The two women related, as best they could in their state of mind, what had happened that night. The officers, both young, burly men, weren't sure what to make of their story, but they believed the fear in the women's faces, and when they went to the basement to investigate, they went with their guns drawn. After several minutes, one of the officers called upstairs, asking the women to come down. So Frances and my mother walked down the wooden stairs to the basement floor.

And found it in perfect order. A little dusty, but otherwise completely undisturbed. The officers questioned them: What did they hear again? Were they sure about the sounds they had heard? The women were mystified and frantic. They had heard everything they described, the sounds were unmistakable. They were desperate to be believed. The officers were courteous, but ever-so-slightly condescending. Perhaps the ladies should try to get some sleep, they suggested. Everything was in order; they would be fine in the morning. Helplessly, the women stood in the foyer and watched as the two officers prepared to leave. And, just before the door latched shut behind the second policeman, the sounds of a destructive frenzy exploded forth from the basement again.

And the front door quickly swung open again. The sound instantly cut off, but not before both policemen had heard the crashing from downstairs. They quickly raced past the women, again drawing their guns and swiftly descending the basement steps. And again, they found the basement unoccupied and undisturbed. When the two officers returned to the first floor this time, they were both visibly puzzled. They strongly suggested that the women spend the night elsewhere, and offered to stay in the house with them while they gathered whatever they would need. The women returned upstairs, grabbed their things, and left the house with the officers. They spent that night in my mother's apartment, and neither of them ever set foot in that house after dark again.

As a postscript to this story, Eddie and Frances fought bitterly over her refusal to stay in the house at night anymore, even when Eddie was at home. They nearly divorced over it. Eddie stubbornly insisted on keeping the house, feeling that it was the nicest home he would ever be able to rent for the money. He stayed there whenever he was home from his long hauls. Then, his trips became more local for a while, and he started spending more time in the house.

A month later, he broke his lease and moved, reconciling with Frances and buying a smaller house in Hammonton. At the time, he said he had changed his mind because he loved his wife and wanted to make her happy. But years later, he admitted the truth:

He never heard any of the sounds of chaos from the basement. But one night he awakened to find he was sharing his bed with a strange woman. A woman who dangled one leg over the side of the bed, and swung it to and fro. He leapt out of bed with a grunt of surprise, and watched with increasing horror as the woman slowly faded from view.

The next morning, there was a moving van parked in front of the house.

§ **STATED GOAL A**
In the entries, retype everything from the line containing "Where can you see the stack" down through the end of the entries, leaving every line unchanged.

§ **WORKING DATA**
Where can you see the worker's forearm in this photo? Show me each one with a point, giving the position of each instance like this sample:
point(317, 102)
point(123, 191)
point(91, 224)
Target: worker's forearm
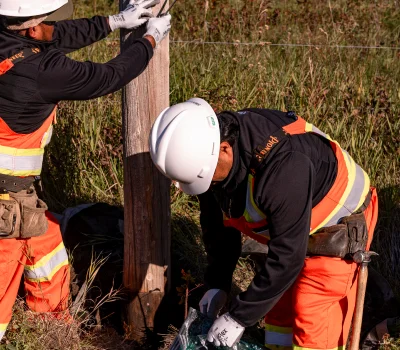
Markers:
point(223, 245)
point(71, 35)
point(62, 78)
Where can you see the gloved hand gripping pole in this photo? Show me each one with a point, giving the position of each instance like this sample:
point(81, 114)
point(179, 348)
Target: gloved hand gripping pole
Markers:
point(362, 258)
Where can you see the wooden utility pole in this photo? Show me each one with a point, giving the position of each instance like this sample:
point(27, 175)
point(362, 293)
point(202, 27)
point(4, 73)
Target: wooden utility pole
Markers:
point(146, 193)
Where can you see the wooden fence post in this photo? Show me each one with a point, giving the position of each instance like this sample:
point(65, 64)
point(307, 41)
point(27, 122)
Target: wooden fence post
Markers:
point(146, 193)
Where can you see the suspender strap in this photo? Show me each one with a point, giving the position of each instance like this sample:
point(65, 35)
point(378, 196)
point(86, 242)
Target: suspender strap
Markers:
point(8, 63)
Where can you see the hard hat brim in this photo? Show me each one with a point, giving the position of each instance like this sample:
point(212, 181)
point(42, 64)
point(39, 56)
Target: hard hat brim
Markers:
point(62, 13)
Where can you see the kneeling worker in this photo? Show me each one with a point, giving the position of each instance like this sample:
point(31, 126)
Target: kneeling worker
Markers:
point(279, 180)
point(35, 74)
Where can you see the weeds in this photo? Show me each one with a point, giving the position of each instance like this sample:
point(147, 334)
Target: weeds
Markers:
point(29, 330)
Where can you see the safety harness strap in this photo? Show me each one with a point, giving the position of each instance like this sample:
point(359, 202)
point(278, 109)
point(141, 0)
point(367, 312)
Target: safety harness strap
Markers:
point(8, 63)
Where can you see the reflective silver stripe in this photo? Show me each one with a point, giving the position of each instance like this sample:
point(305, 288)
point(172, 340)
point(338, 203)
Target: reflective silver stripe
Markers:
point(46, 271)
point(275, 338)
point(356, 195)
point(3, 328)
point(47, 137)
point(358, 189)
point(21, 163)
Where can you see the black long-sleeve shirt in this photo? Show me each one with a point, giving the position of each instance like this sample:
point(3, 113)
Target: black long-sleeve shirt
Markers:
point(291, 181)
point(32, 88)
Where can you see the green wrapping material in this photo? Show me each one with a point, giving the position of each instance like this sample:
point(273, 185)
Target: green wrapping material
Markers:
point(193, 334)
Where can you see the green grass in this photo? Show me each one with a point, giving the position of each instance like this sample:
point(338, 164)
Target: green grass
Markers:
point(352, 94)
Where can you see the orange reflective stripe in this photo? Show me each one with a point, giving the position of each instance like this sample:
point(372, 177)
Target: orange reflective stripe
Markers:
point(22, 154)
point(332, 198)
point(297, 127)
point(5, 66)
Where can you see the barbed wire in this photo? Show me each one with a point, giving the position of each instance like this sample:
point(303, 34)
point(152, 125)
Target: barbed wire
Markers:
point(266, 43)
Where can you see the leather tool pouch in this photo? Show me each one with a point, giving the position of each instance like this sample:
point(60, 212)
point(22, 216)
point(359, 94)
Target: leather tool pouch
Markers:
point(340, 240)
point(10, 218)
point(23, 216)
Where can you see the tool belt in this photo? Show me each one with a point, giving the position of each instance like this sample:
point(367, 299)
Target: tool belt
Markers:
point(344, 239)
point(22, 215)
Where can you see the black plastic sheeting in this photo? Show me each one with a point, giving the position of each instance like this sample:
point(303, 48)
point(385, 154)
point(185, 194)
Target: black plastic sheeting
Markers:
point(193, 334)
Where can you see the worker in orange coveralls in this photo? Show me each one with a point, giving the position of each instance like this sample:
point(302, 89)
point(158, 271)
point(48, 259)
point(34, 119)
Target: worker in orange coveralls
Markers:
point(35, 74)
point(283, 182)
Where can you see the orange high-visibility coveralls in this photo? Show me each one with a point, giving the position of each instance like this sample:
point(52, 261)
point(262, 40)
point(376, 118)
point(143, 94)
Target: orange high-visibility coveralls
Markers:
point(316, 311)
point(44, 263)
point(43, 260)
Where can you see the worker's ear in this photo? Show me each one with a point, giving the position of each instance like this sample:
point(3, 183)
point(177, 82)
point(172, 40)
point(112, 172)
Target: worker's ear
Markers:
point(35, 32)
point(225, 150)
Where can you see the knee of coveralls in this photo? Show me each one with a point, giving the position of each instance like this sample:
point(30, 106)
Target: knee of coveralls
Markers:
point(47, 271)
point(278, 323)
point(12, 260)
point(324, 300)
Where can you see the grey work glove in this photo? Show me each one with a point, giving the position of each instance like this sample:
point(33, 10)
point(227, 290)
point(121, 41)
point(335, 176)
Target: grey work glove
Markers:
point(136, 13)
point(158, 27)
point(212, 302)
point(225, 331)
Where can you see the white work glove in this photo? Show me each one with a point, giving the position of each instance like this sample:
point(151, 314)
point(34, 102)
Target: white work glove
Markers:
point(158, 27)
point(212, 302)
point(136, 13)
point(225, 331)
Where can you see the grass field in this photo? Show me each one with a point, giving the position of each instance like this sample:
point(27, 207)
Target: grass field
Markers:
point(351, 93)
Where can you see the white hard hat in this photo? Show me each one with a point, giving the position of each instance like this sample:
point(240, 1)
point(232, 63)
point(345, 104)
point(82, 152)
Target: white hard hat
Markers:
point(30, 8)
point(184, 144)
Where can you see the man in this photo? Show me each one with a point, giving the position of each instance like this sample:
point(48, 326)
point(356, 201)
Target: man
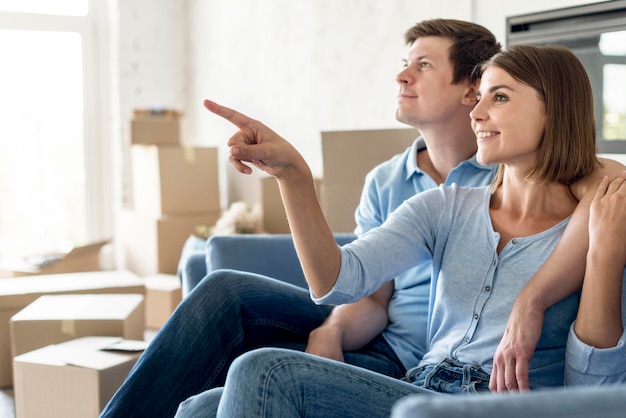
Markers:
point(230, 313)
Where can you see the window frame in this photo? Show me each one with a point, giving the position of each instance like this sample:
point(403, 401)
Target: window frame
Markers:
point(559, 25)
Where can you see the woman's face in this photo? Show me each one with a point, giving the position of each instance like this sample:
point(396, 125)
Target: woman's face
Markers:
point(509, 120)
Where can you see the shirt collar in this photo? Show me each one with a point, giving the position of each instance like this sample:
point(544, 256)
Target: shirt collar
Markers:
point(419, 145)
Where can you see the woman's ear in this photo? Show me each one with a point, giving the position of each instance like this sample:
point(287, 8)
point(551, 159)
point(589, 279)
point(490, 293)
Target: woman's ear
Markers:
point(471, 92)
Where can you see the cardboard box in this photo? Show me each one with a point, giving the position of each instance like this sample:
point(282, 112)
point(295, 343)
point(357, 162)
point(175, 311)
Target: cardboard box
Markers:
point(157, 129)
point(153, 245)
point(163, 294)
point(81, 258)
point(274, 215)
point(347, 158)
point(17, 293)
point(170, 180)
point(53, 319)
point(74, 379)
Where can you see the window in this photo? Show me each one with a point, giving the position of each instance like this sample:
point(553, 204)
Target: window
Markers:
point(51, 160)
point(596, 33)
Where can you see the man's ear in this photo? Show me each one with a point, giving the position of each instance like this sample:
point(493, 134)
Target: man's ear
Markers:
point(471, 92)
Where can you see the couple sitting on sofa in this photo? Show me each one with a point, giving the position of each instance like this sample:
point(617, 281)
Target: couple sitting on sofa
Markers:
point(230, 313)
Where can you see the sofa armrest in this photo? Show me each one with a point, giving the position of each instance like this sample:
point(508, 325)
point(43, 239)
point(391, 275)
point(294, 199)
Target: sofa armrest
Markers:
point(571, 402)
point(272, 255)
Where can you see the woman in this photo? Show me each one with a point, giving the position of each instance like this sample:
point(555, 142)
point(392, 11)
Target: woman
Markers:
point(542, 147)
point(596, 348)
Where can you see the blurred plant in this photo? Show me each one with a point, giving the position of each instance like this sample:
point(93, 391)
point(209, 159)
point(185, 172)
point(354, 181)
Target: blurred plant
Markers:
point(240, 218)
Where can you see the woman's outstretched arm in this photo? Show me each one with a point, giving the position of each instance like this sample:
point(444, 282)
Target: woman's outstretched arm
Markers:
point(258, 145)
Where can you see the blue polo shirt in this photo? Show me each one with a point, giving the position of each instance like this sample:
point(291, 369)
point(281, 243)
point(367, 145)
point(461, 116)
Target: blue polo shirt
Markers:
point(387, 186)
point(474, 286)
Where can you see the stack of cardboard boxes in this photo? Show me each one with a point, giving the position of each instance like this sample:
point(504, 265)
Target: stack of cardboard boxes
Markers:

§ **STATED GOAL B**
In the account of the haunted rental house, where did Eddie and Frances buy a smaller house after he broke his lease?

§ **FINISHED ANSWER A**
Where can you see the stack of cardboard boxes in this photo? Show me each one with a point, giving the position of each instance like this sample:
point(504, 265)
Target: stack of cardboard boxes
Markers:

§ **FINISHED ANSWER B**
In Hammonton.